Set exercise |
Print, word for word and unchanged, the lines from the line with "of the green" up to and including the line with "column 203, row 218".

Record set |
— START —

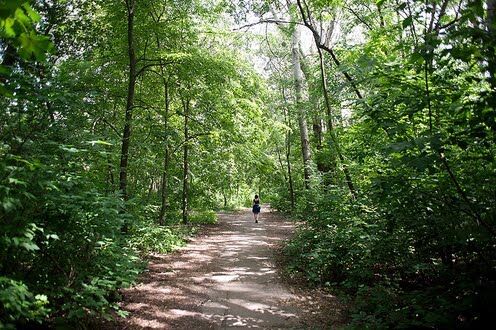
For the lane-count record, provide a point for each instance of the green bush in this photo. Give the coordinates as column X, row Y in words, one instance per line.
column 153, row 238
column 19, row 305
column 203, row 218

— END —
— START —

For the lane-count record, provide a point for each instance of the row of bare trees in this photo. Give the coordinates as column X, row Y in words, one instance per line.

— END —
— START —

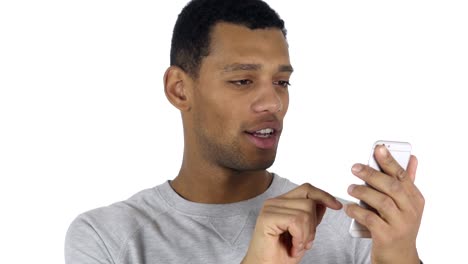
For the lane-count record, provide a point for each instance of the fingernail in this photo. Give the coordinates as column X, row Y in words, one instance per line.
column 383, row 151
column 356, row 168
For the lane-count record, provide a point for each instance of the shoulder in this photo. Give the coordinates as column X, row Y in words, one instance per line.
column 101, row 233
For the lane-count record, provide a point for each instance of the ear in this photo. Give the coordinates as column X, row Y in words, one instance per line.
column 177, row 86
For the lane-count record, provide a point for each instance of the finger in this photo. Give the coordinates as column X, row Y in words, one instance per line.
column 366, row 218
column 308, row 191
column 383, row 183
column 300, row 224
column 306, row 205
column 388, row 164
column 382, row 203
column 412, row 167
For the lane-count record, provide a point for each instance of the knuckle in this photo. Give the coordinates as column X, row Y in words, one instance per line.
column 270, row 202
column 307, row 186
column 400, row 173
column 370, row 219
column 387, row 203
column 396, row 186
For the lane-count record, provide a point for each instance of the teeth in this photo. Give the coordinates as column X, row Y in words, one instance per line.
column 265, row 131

— END —

The result |
For the lane-count record, provide a point for each instance of the green bush in this photo. Give the coordinates as column X, row Y in words, one instance per line.
column 153, row 238
column 19, row 305
column 203, row 218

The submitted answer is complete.